── Recorded information
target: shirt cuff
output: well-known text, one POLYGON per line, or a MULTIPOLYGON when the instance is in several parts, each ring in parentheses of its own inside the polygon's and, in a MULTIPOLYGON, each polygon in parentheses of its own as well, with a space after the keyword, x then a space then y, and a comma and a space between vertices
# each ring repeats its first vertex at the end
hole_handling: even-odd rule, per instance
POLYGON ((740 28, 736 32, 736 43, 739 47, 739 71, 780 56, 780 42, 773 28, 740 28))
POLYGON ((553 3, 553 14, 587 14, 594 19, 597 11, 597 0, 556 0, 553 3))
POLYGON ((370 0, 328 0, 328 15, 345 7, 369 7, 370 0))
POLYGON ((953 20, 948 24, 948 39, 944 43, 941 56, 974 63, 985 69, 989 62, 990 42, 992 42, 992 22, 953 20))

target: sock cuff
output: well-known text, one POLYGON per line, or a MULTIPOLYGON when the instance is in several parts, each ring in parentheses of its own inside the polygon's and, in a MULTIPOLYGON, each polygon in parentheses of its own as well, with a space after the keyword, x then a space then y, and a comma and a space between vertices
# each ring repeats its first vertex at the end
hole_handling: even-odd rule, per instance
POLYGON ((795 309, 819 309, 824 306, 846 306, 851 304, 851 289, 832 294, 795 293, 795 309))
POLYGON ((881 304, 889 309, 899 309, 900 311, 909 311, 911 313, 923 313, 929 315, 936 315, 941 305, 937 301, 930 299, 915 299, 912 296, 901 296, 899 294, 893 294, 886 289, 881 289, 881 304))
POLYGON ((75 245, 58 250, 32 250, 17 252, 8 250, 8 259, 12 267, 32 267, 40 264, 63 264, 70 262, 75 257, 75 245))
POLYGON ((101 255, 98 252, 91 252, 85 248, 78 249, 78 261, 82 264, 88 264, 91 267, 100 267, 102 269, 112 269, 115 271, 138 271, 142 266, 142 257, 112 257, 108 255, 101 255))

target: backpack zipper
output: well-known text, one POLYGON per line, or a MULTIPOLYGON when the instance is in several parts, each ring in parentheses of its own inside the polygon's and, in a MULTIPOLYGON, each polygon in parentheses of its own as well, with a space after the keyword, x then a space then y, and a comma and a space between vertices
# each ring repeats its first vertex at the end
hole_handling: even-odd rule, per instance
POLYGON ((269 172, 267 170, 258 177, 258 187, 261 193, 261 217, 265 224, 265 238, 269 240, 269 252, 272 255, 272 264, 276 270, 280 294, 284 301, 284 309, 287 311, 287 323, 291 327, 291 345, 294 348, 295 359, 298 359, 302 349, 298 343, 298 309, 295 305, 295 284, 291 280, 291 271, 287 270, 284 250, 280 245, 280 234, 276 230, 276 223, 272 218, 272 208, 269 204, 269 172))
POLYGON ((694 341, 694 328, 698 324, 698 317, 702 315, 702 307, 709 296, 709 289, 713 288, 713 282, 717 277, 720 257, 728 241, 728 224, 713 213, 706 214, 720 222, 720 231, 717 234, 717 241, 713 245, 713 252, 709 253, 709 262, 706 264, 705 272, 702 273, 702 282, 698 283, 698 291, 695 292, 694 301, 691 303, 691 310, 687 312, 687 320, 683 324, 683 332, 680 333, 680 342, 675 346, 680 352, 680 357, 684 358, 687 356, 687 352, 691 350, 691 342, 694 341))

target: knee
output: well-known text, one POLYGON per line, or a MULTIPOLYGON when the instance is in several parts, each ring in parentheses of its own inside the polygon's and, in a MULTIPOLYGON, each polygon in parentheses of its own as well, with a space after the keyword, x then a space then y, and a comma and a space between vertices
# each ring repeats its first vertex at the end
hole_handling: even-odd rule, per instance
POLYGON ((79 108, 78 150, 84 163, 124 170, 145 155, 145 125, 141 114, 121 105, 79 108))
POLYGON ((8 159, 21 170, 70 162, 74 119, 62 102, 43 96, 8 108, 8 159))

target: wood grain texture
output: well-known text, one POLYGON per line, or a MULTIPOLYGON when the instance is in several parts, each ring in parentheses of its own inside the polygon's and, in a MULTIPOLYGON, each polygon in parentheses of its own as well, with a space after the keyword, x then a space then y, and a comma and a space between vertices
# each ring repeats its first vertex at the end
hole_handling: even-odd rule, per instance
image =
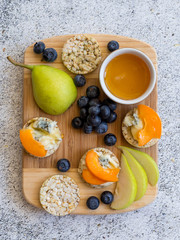
MULTIPOLYGON (((153 62, 156 72, 157 72, 157 56, 156 51, 153 47, 144 43, 142 41, 131 39, 123 36, 115 36, 115 35, 103 35, 103 34, 90 34, 91 36, 95 37, 99 42, 103 60, 109 54, 107 50, 107 43, 110 40, 116 40, 119 42, 120 48, 135 48, 142 52, 144 52, 153 62)), ((53 67, 57 67, 66 71, 72 77, 75 74, 70 73, 62 64, 61 60, 61 51, 63 48, 63 44, 67 41, 68 38, 72 37, 73 35, 64 35, 64 36, 57 36, 49 39, 43 40, 46 44, 46 47, 53 47, 58 52, 58 58, 54 63, 47 64, 45 62, 42 63, 41 59, 42 56, 35 54, 33 52, 33 45, 28 47, 25 52, 24 62, 26 64, 46 64, 53 67)), ((99 68, 100 66, 92 73, 86 75, 87 83, 84 87, 78 88, 78 98, 82 95, 85 95, 86 88, 90 85, 98 85, 98 75, 99 75, 99 68)), ((77 99, 78 99, 77 98, 77 99)), ((105 98, 105 95, 101 91, 101 99, 105 98)), ((152 107, 154 110, 157 111, 157 83, 148 98, 146 98, 141 103, 152 107)), ((31 84, 31 72, 27 69, 24 69, 24 97, 23 97, 23 104, 24 104, 24 112, 23 112, 23 122, 26 123, 29 119, 33 117, 48 117, 52 120, 58 122, 58 126, 61 129, 61 132, 64 134, 63 142, 61 143, 59 149, 50 157, 47 158, 35 158, 23 152, 23 191, 26 200, 36 206, 41 207, 39 203, 39 188, 42 182, 47 178, 54 174, 59 173, 56 170, 56 162, 60 158, 67 158, 71 162, 71 170, 66 173, 67 175, 71 176, 79 185, 80 187, 80 194, 81 194, 81 201, 77 209, 74 211, 73 214, 114 214, 120 212, 126 212, 135 210, 137 208, 143 207, 150 202, 152 202, 157 194, 157 186, 151 187, 148 186, 146 195, 137 202, 134 202, 129 208, 115 211, 111 210, 109 206, 105 206, 104 204, 100 204, 100 207, 95 211, 90 211, 86 207, 86 200, 89 196, 95 195, 100 196, 100 193, 105 189, 114 190, 115 185, 112 185, 107 188, 103 188, 100 190, 92 189, 88 187, 86 184, 83 183, 83 180, 79 177, 77 173, 77 167, 81 156, 90 148, 94 147, 106 147, 109 148, 114 154, 120 159, 120 151, 116 147, 107 147, 104 142, 103 138, 104 135, 97 135, 92 133, 90 135, 84 134, 81 130, 76 130, 71 127, 71 120, 73 117, 79 115, 79 109, 77 107, 77 100, 75 103, 68 109, 64 114, 59 116, 52 116, 42 112, 38 106, 36 105, 33 94, 32 94, 32 84, 31 84)), ((117 136, 117 145, 124 145, 131 147, 123 138, 121 133, 121 122, 125 114, 132 109, 135 105, 121 105, 118 104, 117 107, 117 114, 118 118, 116 122, 109 124, 108 133, 114 133, 117 136)), ((157 162, 157 144, 145 150, 142 150, 148 154, 150 154, 155 161, 157 162)))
────
• **Work to do**: Express every line above as a JSON list of strings, one string per line, with blank lines omitted. Leave the pictures out.

• **Worked answer**:
[
  "target: shirt cuff",
  "output: well-known text, one POLYGON per line, or a MULTIPOLYGON when the instance is in several parts, each ring in parentheses of its own inside the polygon's and, in a MULTIPOLYGON, each polygon in parentheses of its own as well, with a space after the keyword, x then a space then y, and a comma and a space between vertices",
  "# each ring repeats its first vertex at the end",
  "hole_handling: even-odd rule, per instance",
  "POLYGON ((740 28, 736 32, 736 43, 739 47, 739 71, 780 56, 780 42, 773 28, 740 28))",
  "POLYGON ((553 3, 553 14, 587 14, 594 19, 597 11, 597 0, 556 0, 553 3))",
  "POLYGON ((370 0, 328 0, 328 15, 345 7, 369 7, 370 0))",
  "POLYGON ((953 20, 948 24, 948 39, 944 43, 941 56, 974 63, 985 69, 989 62, 990 42, 992 42, 992 22, 953 20))",
  "target: sock cuff",
  "output: well-known text, one POLYGON per line, or a MULTIPOLYGON when the instance is in several parts, each ring in parentheses of its own inside the polygon's and, in a MULTIPOLYGON, each polygon in parentheses of its own as well, with a space after the keyword, x then a space then y, and a comma and a space between vertices",
  "# each ring repeats its first vertex at the end",
  "hole_handling: even-odd rule, per instance",
  "POLYGON ((795 309, 819 309, 824 306, 846 306, 851 304, 851 289, 832 294, 795 293, 795 309))",
  "POLYGON ((881 304, 889 309, 899 309, 900 311, 909 311, 911 313, 923 313, 929 315, 936 315, 941 305, 937 301, 930 299, 915 299, 912 296, 901 296, 899 294, 893 294, 886 289, 881 289, 881 304))",
  "POLYGON ((75 245, 58 250, 32 250, 17 252, 8 250, 8 259, 12 267, 32 267, 40 264, 63 264, 70 262, 75 257, 75 245))",
  "POLYGON ((101 255, 98 252, 91 252, 85 248, 78 249, 78 261, 82 264, 88 264, 91 267, 100 267, 102 269, 112 269, 115 271, 138 271, 142 266, 142 257, 112 257, 108 255, 101 255))",
  "target: backpack zipper",
  "output: well-known text, one POLYGON per line, or a MULTIPOLYGON when the instance is in several parts, each ring in parentheses of its own inside the polygon's and, in a MULTIPOLYGON, each polygon in parentheses of its own as well, with a space after the keyword, x then a space then y, and a comma and a space between vertices",
  "# each ring repeats its first vertex at the end",
  "hole_handling: even-odd rule, per instance",
  "POLYGON ((269 172, 267 170, 258 177, 258 187, 261 193, 261 217, 265 224, 265 238, 269 240, 269 252, 272 255, 272 264, 276 270, 280 294, 284 301, 284 309, 287 311, 287 323, 291 327, 291 345, 294 348, 295 359, 298 359, 302 349, 298 343, 298 309, 295 305, 295 284, 291 280, 291 271, 287 270, 284 250, 280 245, 280 234, 276 230, 276 223, 272 218, 272 208, 269 204, 269 172))",
  "POLYGON ((694 341, 694 328, 698 324, 698 317, 702 315, 702 307, 709 296, 709 289, 713 288, 713 282, 717 277, 720 257, 728 241, 728 224, 713 213, 706 214, 720 222, 720 231, 717 234, 717 241, 713 245, 713 252, 709 253, 709 262, 706 264, 705 272, 702 273, 702 282, 698 283, 698 291, 695 292, 694 301, 691 303, 691 310, 687 312, 687 320, 683 324, 683 332, 680 333, 680 342, 675 346, 680 352, 680 357, 684 358, 687 356, 687 352, 691 350, 691 342, 694 341))",
  "target: knee",
  "output: well-known text, one POLYGON per line, or a MULTIPOLYGON when the instance is in several parts, each ring in parentheses of its own inside the polygon's and, in a MULTIPOLYGON, each polygon in parentheses of its own as well, with a space after the keyword, x then a space then y, and a comma and a space between vertices",
  "# each ring repeats its first vertex at the end",
  "hole_handling: even-odd rule, per instance",
  "POLYGON ((79 108, 78 150, 84 163, 124 170, 145 155, 145 125, 141 114, 121 105, 79 108))",
  "POLYGON ((8 159, 21 170, 70 162, 74 119, 62 102, 43 96, 8 108, 8 159))",
  "target: wood grain texture",
  "output: well-known text, one POLYGON per line, or a MULTIPOLYGON when the instance is in several parts, each ring in parentheses of its own inside the polygon's and, in a MULTIPOLYGON, each polygon in parentheses of its own as well, with a space after the keyword, x then a space then y, and a comma and a space between vertices",
  "# each ring repeats its first vertex at the end",
  "hole_handling: even-odd rule, per instance",
  "image =",
  "MULTIPOLYGON (((153 62, 156 72, 157 72, 157 56, 156 51, 153 47, 144 43, 142 41, 131 39, 123 36, 115 36, 115 35, 103 35, 103 34, 90 34, 91 36, 95 37, 99 42, 103 60, 109 54, 107 50, 107 43, 110 40, 116 40, 119 42, 120 48, 135 48, 142 52, 144 52, 153 62)), ((53 67, 57 67, 66 71, 72 77, 75 74, 70 73, 62 64, 61 60, 61 51, 63 48, 63 44, 67 41, 68 38, 72 37, 73 35, 64 35, 64 36, 57 36, 49 39, 43 40, 46 44, 46 47, 53 47, 58 52, 58 58, 54 63, 47 64, 45 62, 42 63, 41 59, 42 56, 35 54, 33 52, 33 45, 28 47, 25 52, 24 62, 26 64, 46 64, 53 67)), ((99 68, 100 66, 92 73, 86 75, 87 83, 84 87, 78 88, 78 98, 82 95, 85 95, 86 88, 90 85, 98 85, 98 75, 99 75, 99 68)), ((77 99, 78 99, 77 98, 77 99)), ((105 98, 105 95, 101 91, 101 99, 105 98)), ((152 107, 154 110, 157 111, 157 83, 148 98, 146 98, 141 103, 152 107)), ((31 84, 31 72, 27 69, 24 69, 24 97, 23 97, 23 104, 24 104, 24 112, 23 112, 23 122, 26 123, 29 119, 33 117, 48 117, 52 120, 58 122, 58 126, 61 129, 61 132, 64 134, 63 142, 61 143, 59 149, 50 157, 47 158, 35 158, 23 152, 23 191, 26 200, 36 206, 41 207, 39 203, 39 188, 42 182, 47 178, 54 174, 59 173, 56 170, 56 162, 60 158, 67 158, 71 162, 71 170, 66 173, 67 175, 71 176, 79 185, 80 187, 80 194, 81 194, 81 201, 77 209, 74 211, 73 214, 114 214, 120 212, 126 212, 135 210, 137 208, 143 207, 150 202, 152 202, 157 194, 157 186, 151 187, 148 186, 146 195, 137 202, 134 202, 129 208, 115 211, 111 210, 109 206, 105 206, 104 204, 100 204, 100 207, 95 211, 90 211, 86 207, 86 200, 89 196, 95 195, 100 196, 100 193, 105 189, 114 190, 115 185, 112 185, 107 188, 103 188, 100 190, 92 189, 88 187, 86 184, 83 183, 83 180, 79 177, 77 173, 77 167, 81 156, 90 148, 94 147, 106 147, 109 148, 114 154, 120 159, 120 151, 116 147, 107 147, 104 142, 103 138, 104 135, 97 135, 92 133, 90 135, 84 134, 81 130, 76 130, 71 127, 71 120, 73 117, 79 115, 79 109, 77 107, 77 100, 75 103, 68 109, 64 114, 59 116, 52 116, 42 112, 38 106, 36 105, 33 94, 32 94, 32 84, 31 84)), ((117 136, 117 145, 124 145, 131 147, 123 138, 121 133, 121 122, 125 114, 132 109, 135 105, 121 105, 118 104, 117 107, 117 114, 118 118, 116 122, 109 124, 108 133, 114 133, 117 136)), ((157 162, 157 144, 145 150, 142 150, 148 154, 150 154, 155 161, 157 162)))"
]